Task requirements: Copy out the data below word for word, starting at the line with "Target = red logo" and ending with the line with "[(315, 155)]", including both of those lines.

Material for the task:
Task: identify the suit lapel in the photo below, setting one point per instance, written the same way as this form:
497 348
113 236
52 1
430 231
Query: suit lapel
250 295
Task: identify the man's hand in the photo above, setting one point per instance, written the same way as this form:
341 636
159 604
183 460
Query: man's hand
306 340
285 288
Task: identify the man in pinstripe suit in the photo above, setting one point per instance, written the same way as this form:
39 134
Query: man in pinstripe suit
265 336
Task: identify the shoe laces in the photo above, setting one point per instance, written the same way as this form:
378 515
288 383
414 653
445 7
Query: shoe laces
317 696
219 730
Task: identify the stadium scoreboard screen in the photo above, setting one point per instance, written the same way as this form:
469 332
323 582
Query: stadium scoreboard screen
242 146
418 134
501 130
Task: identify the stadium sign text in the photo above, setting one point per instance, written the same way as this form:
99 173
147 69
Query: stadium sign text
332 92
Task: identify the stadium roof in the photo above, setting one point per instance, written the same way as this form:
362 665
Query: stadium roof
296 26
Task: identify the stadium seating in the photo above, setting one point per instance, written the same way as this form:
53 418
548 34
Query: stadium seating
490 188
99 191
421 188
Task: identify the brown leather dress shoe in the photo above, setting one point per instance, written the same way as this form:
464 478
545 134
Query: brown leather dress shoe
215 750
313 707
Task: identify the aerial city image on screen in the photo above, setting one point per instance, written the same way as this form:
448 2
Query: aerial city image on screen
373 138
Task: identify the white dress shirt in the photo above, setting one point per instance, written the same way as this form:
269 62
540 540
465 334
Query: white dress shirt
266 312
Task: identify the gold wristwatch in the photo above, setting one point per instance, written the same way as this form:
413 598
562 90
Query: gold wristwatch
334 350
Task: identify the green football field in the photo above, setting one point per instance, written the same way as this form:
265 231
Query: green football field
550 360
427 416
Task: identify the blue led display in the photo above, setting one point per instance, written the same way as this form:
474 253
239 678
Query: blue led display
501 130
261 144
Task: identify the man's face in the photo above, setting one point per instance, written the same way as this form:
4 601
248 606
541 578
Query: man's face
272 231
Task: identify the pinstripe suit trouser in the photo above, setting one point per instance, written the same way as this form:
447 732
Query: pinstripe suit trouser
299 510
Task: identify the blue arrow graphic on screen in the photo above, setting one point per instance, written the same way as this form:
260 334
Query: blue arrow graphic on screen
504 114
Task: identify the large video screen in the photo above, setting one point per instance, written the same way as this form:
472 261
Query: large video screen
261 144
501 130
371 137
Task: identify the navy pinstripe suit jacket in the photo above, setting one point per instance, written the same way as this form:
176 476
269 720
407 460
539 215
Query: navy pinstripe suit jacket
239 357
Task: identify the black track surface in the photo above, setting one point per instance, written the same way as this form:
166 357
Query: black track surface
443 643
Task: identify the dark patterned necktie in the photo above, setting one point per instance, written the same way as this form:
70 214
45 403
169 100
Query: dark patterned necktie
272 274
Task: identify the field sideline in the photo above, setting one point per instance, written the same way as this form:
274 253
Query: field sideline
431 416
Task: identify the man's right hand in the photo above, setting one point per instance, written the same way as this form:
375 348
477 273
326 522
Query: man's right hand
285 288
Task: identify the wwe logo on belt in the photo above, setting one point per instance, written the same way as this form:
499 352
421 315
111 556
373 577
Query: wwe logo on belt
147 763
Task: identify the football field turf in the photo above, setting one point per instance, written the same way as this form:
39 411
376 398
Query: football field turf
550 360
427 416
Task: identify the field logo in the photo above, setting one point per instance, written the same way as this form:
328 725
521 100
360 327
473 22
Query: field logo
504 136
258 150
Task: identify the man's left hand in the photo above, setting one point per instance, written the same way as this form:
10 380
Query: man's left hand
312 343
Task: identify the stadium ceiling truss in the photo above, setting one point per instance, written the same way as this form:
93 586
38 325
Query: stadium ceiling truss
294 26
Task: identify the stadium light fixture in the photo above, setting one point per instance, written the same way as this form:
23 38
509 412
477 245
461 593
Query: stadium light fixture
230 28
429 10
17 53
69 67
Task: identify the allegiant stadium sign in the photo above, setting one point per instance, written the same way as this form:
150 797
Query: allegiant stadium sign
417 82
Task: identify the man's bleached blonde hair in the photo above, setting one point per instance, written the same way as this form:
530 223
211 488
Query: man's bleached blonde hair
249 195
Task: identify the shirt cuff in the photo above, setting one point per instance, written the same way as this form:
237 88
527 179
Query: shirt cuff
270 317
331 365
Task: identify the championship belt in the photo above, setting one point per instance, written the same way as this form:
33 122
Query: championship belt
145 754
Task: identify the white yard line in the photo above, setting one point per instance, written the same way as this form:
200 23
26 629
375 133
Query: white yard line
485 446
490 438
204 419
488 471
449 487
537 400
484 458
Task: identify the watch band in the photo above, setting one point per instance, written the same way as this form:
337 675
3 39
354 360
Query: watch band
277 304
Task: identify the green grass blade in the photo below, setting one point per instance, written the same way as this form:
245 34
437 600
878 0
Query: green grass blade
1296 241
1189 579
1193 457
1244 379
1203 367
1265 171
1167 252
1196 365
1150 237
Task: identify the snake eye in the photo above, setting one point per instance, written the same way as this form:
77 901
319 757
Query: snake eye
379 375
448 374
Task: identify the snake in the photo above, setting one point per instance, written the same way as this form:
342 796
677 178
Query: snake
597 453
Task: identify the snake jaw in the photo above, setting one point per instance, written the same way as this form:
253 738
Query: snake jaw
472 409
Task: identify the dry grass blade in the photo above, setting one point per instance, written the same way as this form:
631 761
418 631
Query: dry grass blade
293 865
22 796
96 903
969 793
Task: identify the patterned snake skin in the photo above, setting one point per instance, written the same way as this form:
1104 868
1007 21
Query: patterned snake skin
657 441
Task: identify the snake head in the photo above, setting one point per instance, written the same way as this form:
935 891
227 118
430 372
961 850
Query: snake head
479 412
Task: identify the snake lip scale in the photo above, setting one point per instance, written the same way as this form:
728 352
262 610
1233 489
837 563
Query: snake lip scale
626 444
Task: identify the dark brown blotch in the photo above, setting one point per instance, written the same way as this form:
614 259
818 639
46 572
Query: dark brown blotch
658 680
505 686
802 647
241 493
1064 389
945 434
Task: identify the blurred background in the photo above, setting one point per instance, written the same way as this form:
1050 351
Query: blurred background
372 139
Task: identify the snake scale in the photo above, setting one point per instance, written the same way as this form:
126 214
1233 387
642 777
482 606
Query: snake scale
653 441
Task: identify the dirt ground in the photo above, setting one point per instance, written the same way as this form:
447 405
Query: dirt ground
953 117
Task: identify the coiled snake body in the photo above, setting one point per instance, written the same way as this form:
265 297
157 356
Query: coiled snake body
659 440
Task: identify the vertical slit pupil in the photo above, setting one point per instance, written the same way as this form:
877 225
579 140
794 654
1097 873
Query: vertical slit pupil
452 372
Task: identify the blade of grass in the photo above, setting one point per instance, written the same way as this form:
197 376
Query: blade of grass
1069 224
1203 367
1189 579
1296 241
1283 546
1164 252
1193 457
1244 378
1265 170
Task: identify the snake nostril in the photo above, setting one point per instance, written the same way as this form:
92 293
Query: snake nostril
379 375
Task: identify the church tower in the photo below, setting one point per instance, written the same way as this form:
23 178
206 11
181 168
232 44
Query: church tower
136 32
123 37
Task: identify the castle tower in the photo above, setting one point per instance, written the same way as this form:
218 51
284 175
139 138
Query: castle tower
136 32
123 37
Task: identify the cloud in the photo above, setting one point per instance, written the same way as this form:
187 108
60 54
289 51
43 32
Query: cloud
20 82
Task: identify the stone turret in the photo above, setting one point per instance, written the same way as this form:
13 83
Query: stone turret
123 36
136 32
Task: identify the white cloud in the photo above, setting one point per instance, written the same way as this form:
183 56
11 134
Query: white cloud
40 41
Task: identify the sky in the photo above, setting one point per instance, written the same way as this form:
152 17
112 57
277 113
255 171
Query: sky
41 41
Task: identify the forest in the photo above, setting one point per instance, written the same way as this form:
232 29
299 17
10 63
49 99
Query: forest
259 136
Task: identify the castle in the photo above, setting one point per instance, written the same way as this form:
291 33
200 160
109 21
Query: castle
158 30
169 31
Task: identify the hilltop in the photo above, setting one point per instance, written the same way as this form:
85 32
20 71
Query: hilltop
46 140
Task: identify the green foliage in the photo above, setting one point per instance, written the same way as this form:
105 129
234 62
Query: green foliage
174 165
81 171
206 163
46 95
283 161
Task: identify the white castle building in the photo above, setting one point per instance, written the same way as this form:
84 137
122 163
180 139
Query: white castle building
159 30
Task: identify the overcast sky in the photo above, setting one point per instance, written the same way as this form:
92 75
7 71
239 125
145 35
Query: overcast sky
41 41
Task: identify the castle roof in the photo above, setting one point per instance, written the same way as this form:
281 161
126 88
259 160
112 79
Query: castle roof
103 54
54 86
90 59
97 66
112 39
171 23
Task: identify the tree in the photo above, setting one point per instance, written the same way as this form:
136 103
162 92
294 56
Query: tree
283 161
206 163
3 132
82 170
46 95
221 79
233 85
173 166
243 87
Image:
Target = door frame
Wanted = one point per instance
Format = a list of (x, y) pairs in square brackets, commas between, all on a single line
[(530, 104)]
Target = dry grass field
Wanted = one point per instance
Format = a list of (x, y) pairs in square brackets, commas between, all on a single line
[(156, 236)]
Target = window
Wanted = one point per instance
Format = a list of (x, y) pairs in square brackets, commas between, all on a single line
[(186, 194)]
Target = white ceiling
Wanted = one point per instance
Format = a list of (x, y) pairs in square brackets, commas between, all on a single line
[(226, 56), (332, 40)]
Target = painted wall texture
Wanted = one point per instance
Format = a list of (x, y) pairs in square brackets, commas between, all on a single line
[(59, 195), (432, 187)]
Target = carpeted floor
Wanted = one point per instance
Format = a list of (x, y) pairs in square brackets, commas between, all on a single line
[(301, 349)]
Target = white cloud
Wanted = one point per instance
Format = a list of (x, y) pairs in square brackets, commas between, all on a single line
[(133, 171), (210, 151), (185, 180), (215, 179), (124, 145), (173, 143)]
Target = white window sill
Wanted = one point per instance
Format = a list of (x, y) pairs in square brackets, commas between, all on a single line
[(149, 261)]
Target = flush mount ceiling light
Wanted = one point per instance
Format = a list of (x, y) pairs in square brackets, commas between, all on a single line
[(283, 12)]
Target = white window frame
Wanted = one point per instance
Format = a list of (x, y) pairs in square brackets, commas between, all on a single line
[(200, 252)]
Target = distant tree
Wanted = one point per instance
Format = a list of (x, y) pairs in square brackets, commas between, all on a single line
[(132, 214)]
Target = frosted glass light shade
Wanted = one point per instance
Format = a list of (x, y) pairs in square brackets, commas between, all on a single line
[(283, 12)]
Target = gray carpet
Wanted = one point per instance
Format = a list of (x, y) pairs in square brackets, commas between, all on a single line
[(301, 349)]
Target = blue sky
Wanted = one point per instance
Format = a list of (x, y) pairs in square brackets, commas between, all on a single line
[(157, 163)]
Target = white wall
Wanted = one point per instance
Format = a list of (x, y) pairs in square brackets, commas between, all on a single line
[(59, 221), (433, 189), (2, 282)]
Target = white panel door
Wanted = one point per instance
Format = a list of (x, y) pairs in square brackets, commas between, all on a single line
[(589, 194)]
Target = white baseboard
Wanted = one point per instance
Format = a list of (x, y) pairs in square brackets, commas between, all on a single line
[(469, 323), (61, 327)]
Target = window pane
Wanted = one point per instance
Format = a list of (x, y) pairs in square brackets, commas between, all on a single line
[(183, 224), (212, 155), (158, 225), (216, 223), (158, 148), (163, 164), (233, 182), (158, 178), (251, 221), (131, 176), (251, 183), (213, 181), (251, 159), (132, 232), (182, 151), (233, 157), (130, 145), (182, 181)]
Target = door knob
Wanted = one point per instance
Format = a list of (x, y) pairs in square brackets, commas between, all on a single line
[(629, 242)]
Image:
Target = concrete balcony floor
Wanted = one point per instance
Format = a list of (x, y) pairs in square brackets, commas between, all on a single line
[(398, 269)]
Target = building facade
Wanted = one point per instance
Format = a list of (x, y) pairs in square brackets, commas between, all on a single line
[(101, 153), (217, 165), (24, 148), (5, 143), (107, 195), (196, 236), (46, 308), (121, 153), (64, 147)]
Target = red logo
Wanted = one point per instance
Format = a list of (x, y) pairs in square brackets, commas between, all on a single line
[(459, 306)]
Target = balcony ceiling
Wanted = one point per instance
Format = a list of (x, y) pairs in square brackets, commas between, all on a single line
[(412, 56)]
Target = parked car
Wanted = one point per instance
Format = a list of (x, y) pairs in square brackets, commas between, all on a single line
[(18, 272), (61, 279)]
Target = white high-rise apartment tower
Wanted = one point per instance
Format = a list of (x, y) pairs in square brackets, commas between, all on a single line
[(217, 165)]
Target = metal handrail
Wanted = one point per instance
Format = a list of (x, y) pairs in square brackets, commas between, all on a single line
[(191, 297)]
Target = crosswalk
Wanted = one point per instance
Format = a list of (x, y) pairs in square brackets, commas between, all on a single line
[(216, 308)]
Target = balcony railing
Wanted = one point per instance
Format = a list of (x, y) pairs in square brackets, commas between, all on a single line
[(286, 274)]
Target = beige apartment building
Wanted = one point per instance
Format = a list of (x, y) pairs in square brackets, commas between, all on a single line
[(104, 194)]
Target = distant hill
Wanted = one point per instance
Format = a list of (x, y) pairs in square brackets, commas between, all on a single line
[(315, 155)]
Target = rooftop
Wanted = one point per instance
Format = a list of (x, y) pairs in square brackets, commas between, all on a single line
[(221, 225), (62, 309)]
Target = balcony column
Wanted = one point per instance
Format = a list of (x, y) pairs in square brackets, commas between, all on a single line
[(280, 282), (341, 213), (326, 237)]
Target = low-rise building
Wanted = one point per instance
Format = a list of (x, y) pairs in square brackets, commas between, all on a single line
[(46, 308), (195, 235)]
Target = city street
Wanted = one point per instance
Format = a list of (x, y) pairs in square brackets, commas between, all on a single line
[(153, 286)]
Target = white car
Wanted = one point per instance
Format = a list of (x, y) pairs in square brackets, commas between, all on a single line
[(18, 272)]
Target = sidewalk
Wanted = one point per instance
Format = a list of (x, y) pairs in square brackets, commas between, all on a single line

The output:
Target = red logo
Wanted = one point per instance
Format = a list of (x, y) pairs in square brackets, commas between, all on a single line
[(459, 306)]
Target = balcony ceiling
Wanted = one point per instance
Format = a list of (x, y) pairs in square brackets, commas between, all on a single line
[(412, 56)]
Target = parked car
Wanted = one point per instance
Format = a list of (x, y) pairs in square brackets, commas between, all on a single line
[(18, 272), (61, 279)]
Target = white high-rise apartment tower
Wanted = one point per instance
Format = a list of (x, y) pairs in square brackets, commas between, all on a single line
[(217, 165)]
Target = metal handrail
Wanted = one point per instance
Format = a list of (x, y) pairs in square brackets, commas between, all on a single line
[(191, 297)]
Target = crosswalk
Wanted = one point per instance
Format = a list of (x, y) pairs in square brackets, commas between, all on a single line
[(216, 308)]
Target = balcony railing
Wanted = one point per instance
Format = a list of (x, y) pairs in square brackets, commas between, all on a single line
[(286, 274)]
Target = beige apartment building
Wanted = one point per instance
Format = a list of (x, y) pairs in square brackets, commas between, all on a single line
[(104, 194)]
Target = distant hill
Wanted = one point per instance
Format = a list of (x, y) pairs in square brackets, commas between, all on a single line
[(315, 155)]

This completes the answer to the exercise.